## SOURCE EXTRACT
WebMemex / freeze-dry

Snapshots a web page to get it as a static, self-contained HTML document.
https://freezedry.webmemex.org
The Unlicense
271 stars 18 forks source link

Inline iframe contents #3

Closed Treora closed 6 years ago

Treora commented 7 years ago

Freeze-dry could be run recursively on iframes. Iframe contents can probably be put as a string in the srcdoc attribute.

Although deprecated, it would be nice to still support <frame>s too; they don't support srcdoc though, so we should try putting contents as a data URL in the src attribute.

erikrose commented 6 years ago

I'm moderately interested in having this happen. Talking with Ian Bicking, who has a similar project, he mentioned that there are webext permission issues around getting ahold of (in particular) the CSS of iframes but that using a framescript might avail. I mention this to save time for anybody who pursues this.

Treora commented 6 years ago

My initial experiments also revealed some complications. In a browser extension, we could (and might have to) resort to running a content script in every frame to grab that frame's contents, then pass the pieces around and assemble them into a single html string. I am not sure about the best architecture for this.

If it would be possible however, I would love to make things work without requiring a WebExtension, so that e.g. a web page can create a snapshot of itself (assuming it can access its frames' content).

Regarding @ianb's work; I am still planning to scrutinise his approach to making static html https://github.com/ianb/pagearchive/blob/01f832583380309ec167c77f9af61e6f0af8f6aa/extension/make-static-html.js. Whereas freeze-dry currently clones the whole DOM and then modifies it, his approach is to only pick the tags and attributes that are listed explicitly. It may be worth comparing the pros and cons of these approaches in a separate issue.

erikrose commented 6 years ago

I think one of the things he was proudest of is his spidering of CSS @import statements. But that's just from my fuzzy recollection.

Treora commented 6 years ago

Implemented in 0.2.0. :)

Still need to allow browser extensions etcetera to customise how the iframe contents are captured, for in case direct access to .contentDocument is prohibited (by the single origin policy). In any case, it now falls back to refetching the iframe's source html and using that instead of the currently rendered iframe content. (edit: see #24)

erikrose commented 6 years ago

Hooray! This is a great step forward, and I'll soon update FathomFox's version of freeze-dry to enjoy it. :-D

erikrose commented 6 years ago

I don't seem to actually get inlined iframe contents in 0.2.0. Instead, I get src= some external server, like this:

<iframe style="border: 0px none; vertical-align: bottom;" src="https://tpc.googlesyndication.com/safeframe/1-0-29/html/container.html" id="google_ads_iframe_/74268401/UG_ATF_728_0" title="3rd party ad content" name="" scrolling="no" marginwidth="0" marginheight="0" data-is-safeframe="true" sandbox="allow-forms allow-pointer-lock allow-popups allow-popups-to-escape-sandbox allow-same-origin allow-scripts allow-top-navigation-by-user-activation" width="728" height="90" frameborder="0">

(The source page for the above was https://tabs.ultimate-guitar.com/tab/johann_sebastian_bach/sleepers_awake_tabs_877865.) Do you have any ideas?

## RECORDS SHOWN
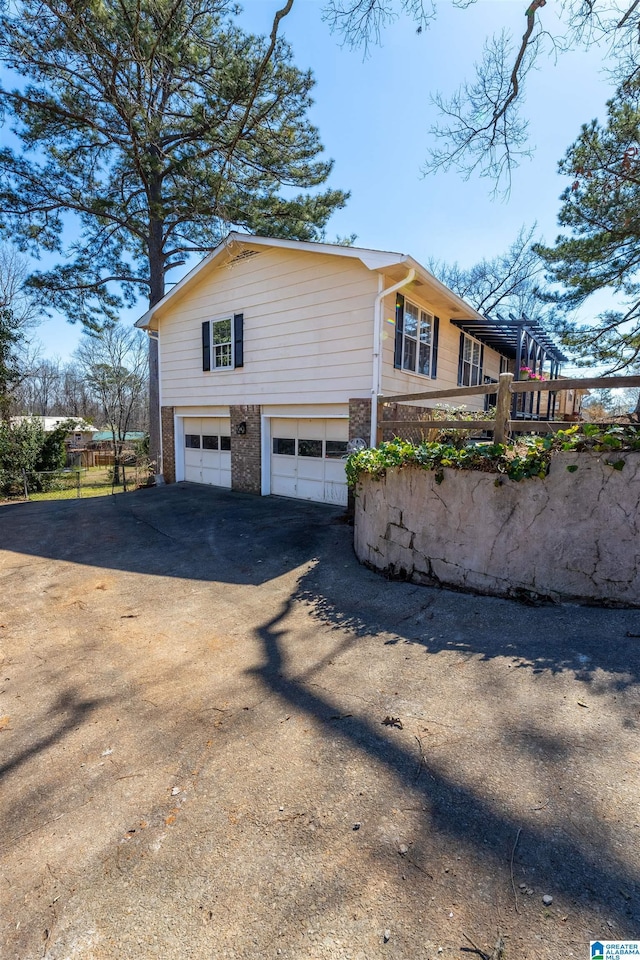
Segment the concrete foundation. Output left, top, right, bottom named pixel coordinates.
left=355, top=452, right=640, bottom=607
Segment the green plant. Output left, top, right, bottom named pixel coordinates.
left=346, top=423, right=640, bottom=487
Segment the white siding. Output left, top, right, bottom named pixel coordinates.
left=158, top=249, right=378, bottom=407
left=382, top=281, right=510, bottom=410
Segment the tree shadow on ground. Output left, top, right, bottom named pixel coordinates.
left=295, top=532, right=640, bottom=693
left=0, top=686, right=110, bottom=780
left=255, top=600, right=640, bottom=931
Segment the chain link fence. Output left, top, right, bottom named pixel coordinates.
left=0, top=457, right=150, bottom=500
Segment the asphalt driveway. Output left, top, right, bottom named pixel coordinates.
left=0, top=484, right=640, bottom=960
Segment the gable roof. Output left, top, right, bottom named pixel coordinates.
left=136, top=231, right=486, bottom=329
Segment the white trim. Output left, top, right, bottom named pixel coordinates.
left=173, top=413, right=184, bottom=483
left=260, top=414, right=271, bottom=497
left=173, top=404, right=231, bottom=417
left=261, top=404, right=350, bottom=420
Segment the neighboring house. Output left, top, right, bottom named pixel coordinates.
left=137, top=233, right=565, bottom=503
left=11, top=416, right=98, bottom=450
left=92, top=430, right=146, bottom=447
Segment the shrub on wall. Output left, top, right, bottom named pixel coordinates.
left=346, top=423, right=640, bottom=487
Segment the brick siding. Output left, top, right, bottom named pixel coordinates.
left=229, top=404, right=262, bottom=494
left=161, top=407, right=176, bottom=483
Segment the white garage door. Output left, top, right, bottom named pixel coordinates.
left=184, top=417, right=231, bottom=487
left=271, top=417, right=349, bottom=505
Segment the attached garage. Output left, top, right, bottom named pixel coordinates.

## WHAT IS NEEDED
Update the freeze-dry issue thread from "Regarding @ianb's work;" to "my fuzzy recollection.", changing "fuzzy" to "vague".

## RESPONSE TO THE TASK
Regarding @ianb's work; I am still planning to scrutinise his approach to making static html https://github.com/ianb/pagearchive/blob/01f832583380309ec167c77f9af61e6f0af8f6aa/extension/make-static-html.js. Whereas freeze-dry currently clones the whole DOM and then modifies it, his approach is to only pick the tags and attributes that are listed explicitly. It may be worth comparing the pros and cons of these approaches in a separate issue.

erikrose commented 6 years ago

I think one of the things he was proudest of is his spidering of CSS @import statements. But that's just from my vague recollection.